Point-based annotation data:

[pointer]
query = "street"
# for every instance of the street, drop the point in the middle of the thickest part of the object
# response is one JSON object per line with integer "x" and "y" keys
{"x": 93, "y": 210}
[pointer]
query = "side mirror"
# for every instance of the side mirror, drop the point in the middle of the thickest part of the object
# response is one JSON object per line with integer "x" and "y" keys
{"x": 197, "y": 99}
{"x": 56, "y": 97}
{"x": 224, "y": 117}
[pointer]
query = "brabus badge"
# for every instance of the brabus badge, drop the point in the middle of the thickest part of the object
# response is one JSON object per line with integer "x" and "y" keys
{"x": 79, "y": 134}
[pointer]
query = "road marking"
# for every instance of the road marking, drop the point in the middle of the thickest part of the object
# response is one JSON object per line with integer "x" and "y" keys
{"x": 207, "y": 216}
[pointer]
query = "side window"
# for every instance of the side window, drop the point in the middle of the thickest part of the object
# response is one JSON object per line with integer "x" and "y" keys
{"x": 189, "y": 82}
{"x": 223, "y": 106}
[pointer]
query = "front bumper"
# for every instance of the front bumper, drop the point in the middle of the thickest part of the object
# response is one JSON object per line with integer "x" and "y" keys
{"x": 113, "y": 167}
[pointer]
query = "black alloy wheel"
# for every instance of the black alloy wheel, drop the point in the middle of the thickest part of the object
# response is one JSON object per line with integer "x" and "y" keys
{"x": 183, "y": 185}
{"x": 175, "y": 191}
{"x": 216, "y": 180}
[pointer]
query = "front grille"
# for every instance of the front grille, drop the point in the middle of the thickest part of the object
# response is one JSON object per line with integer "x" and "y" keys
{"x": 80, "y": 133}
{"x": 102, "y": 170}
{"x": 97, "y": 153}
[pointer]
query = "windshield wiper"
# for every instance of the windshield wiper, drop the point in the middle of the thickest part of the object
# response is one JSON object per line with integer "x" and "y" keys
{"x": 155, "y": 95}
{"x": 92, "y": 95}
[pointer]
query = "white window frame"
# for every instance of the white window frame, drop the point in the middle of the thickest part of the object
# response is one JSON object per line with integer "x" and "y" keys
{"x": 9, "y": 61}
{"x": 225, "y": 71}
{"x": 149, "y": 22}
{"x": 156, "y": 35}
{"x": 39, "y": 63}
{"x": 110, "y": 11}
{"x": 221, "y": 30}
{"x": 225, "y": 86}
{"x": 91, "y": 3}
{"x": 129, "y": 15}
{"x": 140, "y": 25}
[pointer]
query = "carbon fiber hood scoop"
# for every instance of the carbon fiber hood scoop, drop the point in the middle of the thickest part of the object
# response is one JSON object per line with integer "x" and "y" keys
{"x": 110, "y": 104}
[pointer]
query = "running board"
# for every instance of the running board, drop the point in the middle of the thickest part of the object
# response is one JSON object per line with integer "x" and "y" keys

▶ _Problem statement_: Go back to the listing above and please repeat it exactly.

▶ _The result_:
[pointer]
query = "street"
# for every instance of the street, drop the point in the middle of the thickest part of the object
# response is one JSON object per line with integer "x" and "y" keys
{"x": 93, "y": 210}
[pointer]
query = "side mirror"
# for every instance of the side mirror, drop the point in the middle of the thickest part of the object
# response is one JSON object per line with integer "x" and "y" keys
{"x": 197, "y": 99}
{"x": 56, "y": 97}
{"x": 224, "y": 117}
[pointer]
query = "brabus badge"
# for every instance of the brabus badge, drop the point in the middle of the thickest part of the object
# response is one JSON object per line with integer "x" and "y" keys
{"x": 79, "y": 134}
[pointer]
query = "road marking"
# for every instance of the road marking, drop the point in the middle of the thickest part of the object
# response is one JSON object per line with integer "x" and "y" keys
{"x": 207, "y": 216}
[pointer]
query = "side window"
# for every instance of the side window, drop the point in the middle of the thickest part of the object
# response is one JSON object per line with integer "x" and "y" keys
{"x": 189, "y": 82}
{"x": 223, "y": 106}
[pointer]
query = "front bumper"
# for every instance of the front bumper, drop the point in the middle of the thickest part of the object
# response is one JSON object per line with integer "x" and "y" keys
{"x": 113, "y": 167}
[pointer]
query = "black alloy wheel"
# for every instance of the black alloy wheel, drop the point in the middle of the thickest part of the object
# response is one JSON object per line with integer "x" and "y" keys
{"x": 183, "y": 185}
{"x": 175, "y": 191}
{"x": 216, "y": 180}
[pointer]
query = "front grille"
# for every instance of the front grille, drop the point in the middle of the thickest part of the object
# response is one JSON object per line with integer "x" and "y" keys
{"x": 80, "y": 133}
{"x": 102, "y": 170}
{"x": 97, "y": 153}
[pointer]
query = "windshield wiper"
# for every instance of the windshield wiper, drop the point in the middle of the thickest part of the object
# response is one JSON object per line with integer "x" and "y" keys
{"x": 155, "y": 95}
{"x": 92, "y": 95}
[pointer]
query = "white window frame"
# for every instance of the white window frame, drop the point in the middle of the thickest part of the object
# response is one JSON object per line with integer "x" and "y" keys
{"x": 9, "y": 61}
{"x": 225, "y": 71}
{"x": 149, "y": 22}
{"x": 156, "y": 35}
{"x": 39, "y": 63}
{"x": 110, "y": 11}
{"x": 221, "y": 30}
{"x": 225, "y": 86}
{"x": 91, "y": 3}
{"x": 129, "y": 15}
{"x": 140, "y": 25}
[pointer]
query = "carbon fiber hood scoop"
# for every instance of the carbon fiber hood scoop, drop the point in the middle of the thickest part of the object
# response is one JSON object per line with integer "x" and "y" keys
{"x": 110, "y": 104}
[pointer]
query = "running board"
# for every instance of the running board, drop the point in the middle of the thickest part of the object
# response is one JSON object per line with integer "x" and "y" keys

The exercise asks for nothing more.